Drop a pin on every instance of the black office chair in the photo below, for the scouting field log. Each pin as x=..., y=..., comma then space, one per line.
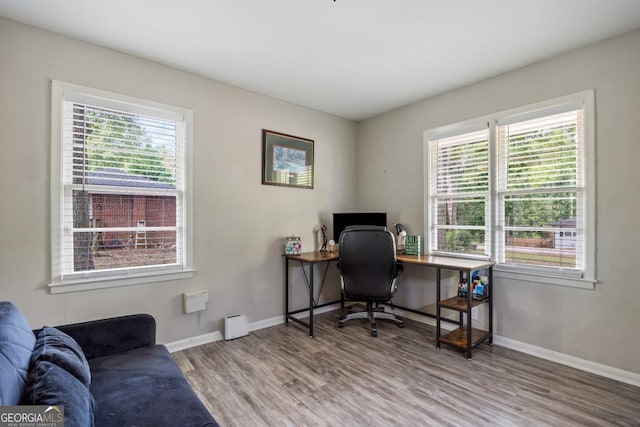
x=368, y=271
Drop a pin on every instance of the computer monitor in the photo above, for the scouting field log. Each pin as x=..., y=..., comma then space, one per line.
x=344, y=220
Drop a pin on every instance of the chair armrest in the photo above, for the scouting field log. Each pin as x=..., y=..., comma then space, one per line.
x=113, y=335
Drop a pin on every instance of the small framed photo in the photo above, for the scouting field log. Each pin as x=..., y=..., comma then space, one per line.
x=287, y=160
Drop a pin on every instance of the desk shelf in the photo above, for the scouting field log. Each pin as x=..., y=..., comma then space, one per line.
x=458, y=337
x=460, y=303
x=465, y=337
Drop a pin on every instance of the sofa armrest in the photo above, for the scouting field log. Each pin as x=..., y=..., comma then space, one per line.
x=113, y=335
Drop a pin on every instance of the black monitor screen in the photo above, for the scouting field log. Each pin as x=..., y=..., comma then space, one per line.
x=344, y=220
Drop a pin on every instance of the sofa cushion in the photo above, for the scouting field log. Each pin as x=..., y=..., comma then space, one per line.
x=16, y=344
x=50, y=384
x=144, y=387
x=60, y=349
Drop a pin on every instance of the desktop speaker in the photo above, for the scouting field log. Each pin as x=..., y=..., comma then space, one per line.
x=235, y=327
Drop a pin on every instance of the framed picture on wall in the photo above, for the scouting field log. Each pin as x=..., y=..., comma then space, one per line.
x=287, y=160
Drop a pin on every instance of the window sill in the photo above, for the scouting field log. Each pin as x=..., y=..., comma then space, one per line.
x=103, y=283
x=519, y=275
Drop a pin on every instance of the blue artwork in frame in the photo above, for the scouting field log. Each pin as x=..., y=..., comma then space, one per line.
x=287, y=160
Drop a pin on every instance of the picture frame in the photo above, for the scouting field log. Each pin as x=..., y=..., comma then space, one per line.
x=287, y=160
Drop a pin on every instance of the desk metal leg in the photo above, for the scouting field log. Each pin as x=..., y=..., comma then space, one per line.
x=490, y=299
x=469, y=308
x=311, y=301
x=438, y=307
x=286, y=291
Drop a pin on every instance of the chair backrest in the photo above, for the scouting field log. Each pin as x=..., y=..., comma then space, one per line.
x=368, y=266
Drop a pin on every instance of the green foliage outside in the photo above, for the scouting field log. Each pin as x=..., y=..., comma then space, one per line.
x=530, y=169
x=118, y=141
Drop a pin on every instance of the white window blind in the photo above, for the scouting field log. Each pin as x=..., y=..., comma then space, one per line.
x=520, y=192
x=541, y=191
x=459, y=193
x=122, y=199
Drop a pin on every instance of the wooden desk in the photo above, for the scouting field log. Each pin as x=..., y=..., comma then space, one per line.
x=310, y=258
x=457, y=338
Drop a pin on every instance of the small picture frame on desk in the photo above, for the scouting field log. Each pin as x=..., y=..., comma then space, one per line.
x=287, y=160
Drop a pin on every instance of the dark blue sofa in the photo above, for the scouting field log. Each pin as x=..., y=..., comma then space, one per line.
x=106, y=372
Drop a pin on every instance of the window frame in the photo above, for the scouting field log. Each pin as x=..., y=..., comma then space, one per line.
x=555, y=276
x=62, y=92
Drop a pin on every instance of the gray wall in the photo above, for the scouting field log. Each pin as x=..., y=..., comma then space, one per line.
x=375, y=165
x=597, y=325
x=239, y=224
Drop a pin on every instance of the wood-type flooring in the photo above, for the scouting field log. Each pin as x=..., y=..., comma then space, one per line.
x=278, y=376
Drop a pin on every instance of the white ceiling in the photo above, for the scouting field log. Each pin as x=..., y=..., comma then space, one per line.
x=351, y=58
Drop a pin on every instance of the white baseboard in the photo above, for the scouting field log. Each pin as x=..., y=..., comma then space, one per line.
x=194, y=341
x=253, y=326
x=621, y=375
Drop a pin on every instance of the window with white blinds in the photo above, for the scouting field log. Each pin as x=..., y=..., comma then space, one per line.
x=460, y=193
x=541, y=191
x=519, y=191
x=120, y=210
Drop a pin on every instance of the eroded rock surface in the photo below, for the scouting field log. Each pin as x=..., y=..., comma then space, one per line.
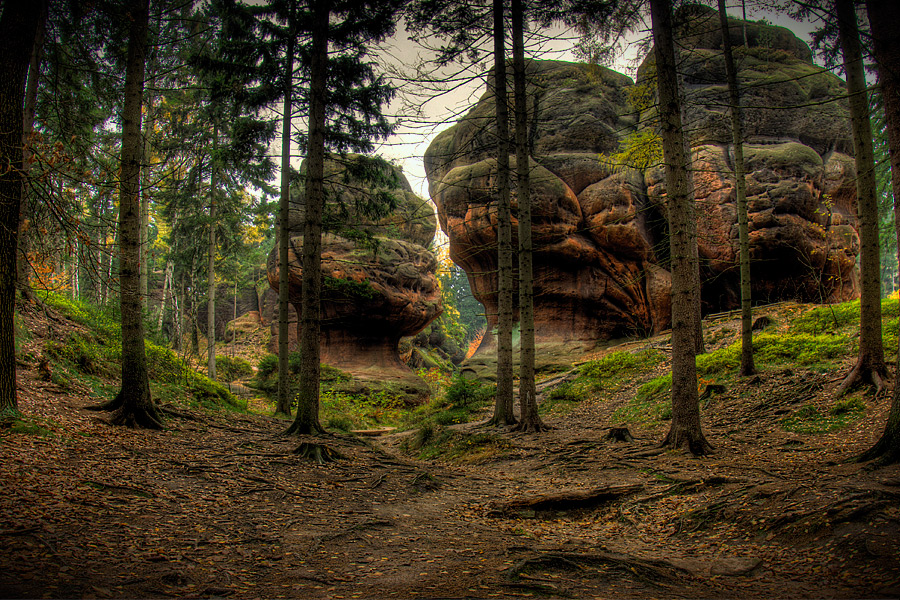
x=601, y=245
x=379, y=280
= = =
Please set down the whole listing above exactly and skip every picture.

§ Answer space:
Drop a pin on every instance of the black office chair in the photo below, for the scouting field log. Each pin as x=..., y=..., comma then space, one per line.
x=368, y=271
Drop a pin on every instance of the computer monitor in the photo above, for the scouting field log. Each pin as x=..., y=..., comma then space, one per line.
x=344, y=220
Drop a pin on every instance of the chair armrest in the photo above, for the scouting field log. Each pin as x=..., y=..., comma then space, one per line.
x=113, y=335
Drop a pin on every instance of the small framed photo in the photo above, for the scouting field log. Each pin as x=..., y=..., comma then space, one per line.
x=287, y=160
Drop a pin on every instance of the desk shelf in the photo above, for the scouting field log. Each pin as x=..., y=..., comma then space, one per line.
x=458, y=337
x=460, y=303
x=465, y=337
Drop a pin on every instance of the sofa armrest in the photo above, for the scouting field log. Each pin as x=..., y=..., comma then space, one per line.
x=113, y=335
Drop a pin on every instance of the black monitor screen in the photo above, for the scouting field log. Each pin as x=..., y=..., comma then space, one per line.
x=344, y=220
Drop a pin on every instance of the sofa cushion in the photo above, for the scouting field log. Each pin as x=..., y=..., comma then space, one per line.
x=16, y=344
x=50, y=384
x=144, y=387
x=60, y=349
Drop a pin on every instance of the desktop speaker in the photo above, for the scouting field log. Each pin as x=..., y=..., comma then space, one per line.
x=235, y=327
Drop a pin on every instance of the framed picture on wall in the photo above, for the scouting field log. Each pin as x=..., y=..., comma then space, one per line.
x=287, y=160
Drop a pin on every instance of the window sill in the photo above, for the scouting field log. Each pin as x=..., y=..., comma then space, one per line.
x=103, y=283
x=519, y=275
Drop a pin on every instance of the blue artwork in frame in the photo above, for the scouting field log. Each pin as x=..., y=..., comma then space, one per line.
x=287, y=160
Drop a pin on every instance of the picture frame in the photo above, for the scouting field log. Each pin as x=..., y=..., comma then space, one per line.
x=287, y=160
Drop a pin on every instance of the desk metal leg in the photo above, for the scouting field log. Each pin as x=..., y=..., comma then space, one per line.
x=490, y=299
x=469, y=308
x=311, y=301
x=438, y=307
x=286, y=291
Drop a pin on every instance of the chair backrest in the photo above, for the scouting field log. Each pin as x=..., y=..., comma then space, one per line.
x=368, y=266
Drop a pin on every instance of the green foliage outside in the photo above, for the scouting field log. Each pin as x=..., y=..., comma then space, one per line.
x=530, y=169
x=118, y=141
Drop a pin on every instance of the white window blind in the photo above, for the scouting field log. Each pin as x=..., y=..., comma then space, one per line.
x=520, y=192
x=541, y=191
x=459, y=193
x=122, y=199
Drop a pin on every instance of the wooden desk in the photo above, for the scouting field log. Each pin as x=..., y=..., comma then space, one per line.
x=310, y=258
x=457, y=338
Drop a pin on every instance of the small picture frame on desk in the photo above, for the scouting field log. Each pin as x=..., y=..., comma then space, one per line.
x=287, y=160
Drop a pin on every instance of the dark blue sofa in the photo above, for the scouting field log. Each pin as x=..., y=..., comma then space, one per line.
x=106, y=372
Drop a pin on every instance of the window frame in the photo above, for the scouting field log. Each pin as x=..., y=..., comma then space, one per line.
x=555, y=276
x=62, y=92
Drop a pin on every instance of the gray wall in the photo above, for the scouting field log. Each pin as x=..., y=..., comma then space, one per line.
x=375, y=165
x=597, y=325
x=239, y=224
Drop a pin on every instance of the wood-type flooring in the photo above, for the scouting field log. Each pin as x=..., y=..., comma then space, one per line.
x=278, y=376
Drop a pin on every instance of the white ceiling in the photo above, for the scouting field log. Each pin as x=..., y=..., comma then space, one per line.
x=351, y=58
Drop a pin on every instance of the white baseboard in the photo above, for the scouting field log. Each pin as x=..., y=..., comma then space, one per line.
x=194, y=341
x=253, y=326
x=621, y=375
Drop a pin on every instance of the window with white blinds in the photo above, for the scouting field log. Each pin as x=..., y=..., comma then space, one per line.
x=460, y=193
x=541, y=191
x=519, y=191
x=120, y=210
Drop a pin on every instance of the eroded rock surface in the photo below, for the scouting field log. Each pin as x=..., y=..., comma then space, one per line.
x=601, y=245
x=379, y=280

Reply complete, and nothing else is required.